*TRECHO FORNECIDO*.
11 Julho 2008
“No conjunto da sociedade, há uma cultura patrimonialista, que defende a propriedade acima da vida”, alerta Darci Frigo, advogado e coordenador executivo da ONG Terras de Direito, de Curitiba. Em entrevista concedida por telefone à IHU On-Line, ele afirma que a falta de políticas estruturais “leva as forças conservadoras, que estão à disposição do estado democrático de direito, a sufocar os movimentos sociais e impedir que eles mudem de situação”. Segundo ele, alguns setores da sociedade estão tentando retirar desses grupos os direitos conquistados na Constituição de 88. “Núcleos do poder econômico, de grandes meios de comunicação social do país, além de forças políticas conservadoras, continuam tentando manter as condições históricas de desigualdade no país”, assegura. E ironiza: “Se a Lei da abolição da escravatura tivesse que ser submetida ao Congresso Nacional, provavelmente a bancada ruralista rejeitaria.”
Darci Frigo trabalhou por 17 anos na Comissão Pastoral da Terra. Atualmente, além de trabalhar na ONG Terra de Direitos, faz parte da coordenação do Programa Nacional de Proteção a Defensores de Direitos Humanos.
Confira a entrevista.
IHU On-Line – O senhor percebe uma tendência de criminalização dos movimentos sociais no Brasil, por parte de alguns setores da sociedade? Por que isso ocorre? A repressão é mais forte nos estados do Sul? O que essas atitudes significam e representam?
Darci Frigo – Neste momento, temos uma série de ações que nos levam a acreditar no crescimento do processo de criminalização no país. A criminalização sempre é utilizada para combater qualquer movimento de oposição, especialmente os movimentos sociais ou as organizações dos pobres que acabam colocando em questão uma determinada situação de injustiça. O que está acontecendo no Brasil mostra que os setores, especialmente os de direita, não se sentem amedrontados com a possibilidade de uma força política chegar ao poder. Esta força política, que era o Partido dos Trabalhadores (PT), já chegou ao governo. E agora eles se sentem muito à vontade para utilizar estes índices de criminalização e de desmoralização contra os movimentos sociais, porque não vêem mais riscos à ação que fazem, mas, sim, respaldo em uma série de meios, como polícia, judiciário e imprensa que dão sustentação para suas ações.
Repressão
Há fatos de repressão aos movimentos sociais em todo o Brasil. O que nos preocupa bastante em estados como o Rio Grande do Sul, no final dos anos 1990 e início deste novo milênio, são os mecanismos de controle da sociedade. Há possibilidade de os movimentos sociais terem acesso a uma série de espaços, supostamente democráticos, que poderiam impedir este tipo de ação. O que aconteceu no Rio Grande do Sul foi muito parecido com o que houve no Paraná, quando a Polícia Militar passou a atuar de forma muito forte contra os movimentos sociais, sem nenhum mecanismo de controle. Ou seja, com o apoio do poder central dos governos estaduais.

*DADOS BRUTOS*.
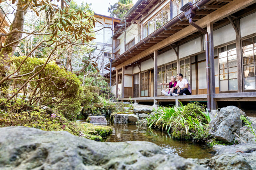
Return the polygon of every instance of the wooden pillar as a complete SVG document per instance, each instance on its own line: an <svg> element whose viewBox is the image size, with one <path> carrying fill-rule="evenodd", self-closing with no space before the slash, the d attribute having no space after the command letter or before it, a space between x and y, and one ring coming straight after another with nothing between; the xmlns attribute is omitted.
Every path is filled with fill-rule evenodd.
<svg viewBox="0 0 256 170"><path fill-rule="evenodd" d="M242 70L242 57L241 55L241 32L240 31L240 22L239 19L237 19L236 22L236 28L238 30L238 34L236 34L236 47L237 62L237 85L238 92L243 92L242 80L243 72Z"/></svg>
<svg viewBox="0 0 256 170"><path fill-rule="evenodd" d="M156 104L156 97L157 96L157 50L154 51L154 105Z"/></svg>
<svg viewBox="0 0 256 170"><path fill-rule="evenodd" d="M116 100L118 97L118 70L116 70Z"/></svg>
<svg viewBox="0 0 256 170"><path fill-rule="evenodd" d="M213 98L215 94L215 72L214 71L214 49L213 45L213 24L209 23L207 25L207 31L209 35L209 59L210 60L210 87L211 88L211 109L215 110L216 100Z"/></svg>
<svg viewBox="0 0 256 170"><path fill-rule="evenodd" d="M122 98L124 98L124 70L125 68L123 66L122 70Z"/></svg>
<svg viewBox="0 0 256 170"><path fill-rule="evenodd" d="M197 62L197 55L196 55L195 58L196 60L196 94L198 94L198 64Z"/></svg>

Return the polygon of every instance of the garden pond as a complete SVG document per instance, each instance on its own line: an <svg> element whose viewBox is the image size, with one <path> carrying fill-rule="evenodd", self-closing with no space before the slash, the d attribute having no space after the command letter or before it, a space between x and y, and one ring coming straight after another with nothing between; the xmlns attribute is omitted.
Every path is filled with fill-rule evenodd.
<svg viewBox="0 0 256 170"><path fill-rule="evenodd" d="M150 142L158 145L167 154L176 154L186 158L210 158L215 154L211 147L205 144L175 140L169 133L160 130L135 125L114 124L109 118L107 118L107 120L108 126L111 127L113 131L112 135L104 139L105 142Z"/></svg>

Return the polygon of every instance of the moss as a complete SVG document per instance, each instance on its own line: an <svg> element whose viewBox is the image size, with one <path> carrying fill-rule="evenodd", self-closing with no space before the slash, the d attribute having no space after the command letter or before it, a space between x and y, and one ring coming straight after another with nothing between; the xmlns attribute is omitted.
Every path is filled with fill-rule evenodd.
<svg viewBox="0 0 256 170"><path fill-rule="evenodd" d="M216 140L215 139L209 140L206 142L207 144L210 146L212 147L215 145L232 145L232 143L228 143L226 142L223 142L222 140Z"/></svg>
<svg viewBox="0 0 256 170"><path fill-rule="evenodd" d="M133 114L133 112L116 112L114 113L113 114Z"/></svg>

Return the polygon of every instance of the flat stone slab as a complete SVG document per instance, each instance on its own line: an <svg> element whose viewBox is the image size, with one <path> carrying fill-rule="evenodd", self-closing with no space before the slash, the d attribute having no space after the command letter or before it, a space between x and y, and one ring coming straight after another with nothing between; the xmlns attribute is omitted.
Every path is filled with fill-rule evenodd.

*O QUE SE PEDE*.
Reescreva de forma mais concisa o parágrafo da entrevista sobre a criminalização dos movimentos sociais que começa por "Há fatos de repressão", conservando suas informações principais. Este material procede de uma fonte diferente da do trecho.

*RESPOSTA ESPERADA*.
A repressão aos movimentos sociais ocorre em todo o Brasil. No Rio Grande do Sul, no fim dos anos 1990 e no início deste milênio, preocupam os mecanismos de controle da sociedade. Os movimentos podem recorrer a espaços supostamente democráticos capazes de impedir essas ações. O caso gaúcho foi muito parecido com o do Paraná, onde a Polícia Militar passou a agir com muita força contra os movimentos sociais. Ela atuou sem nenhum mecanismo de controle e com o apoio do poder central dos governos estaduais.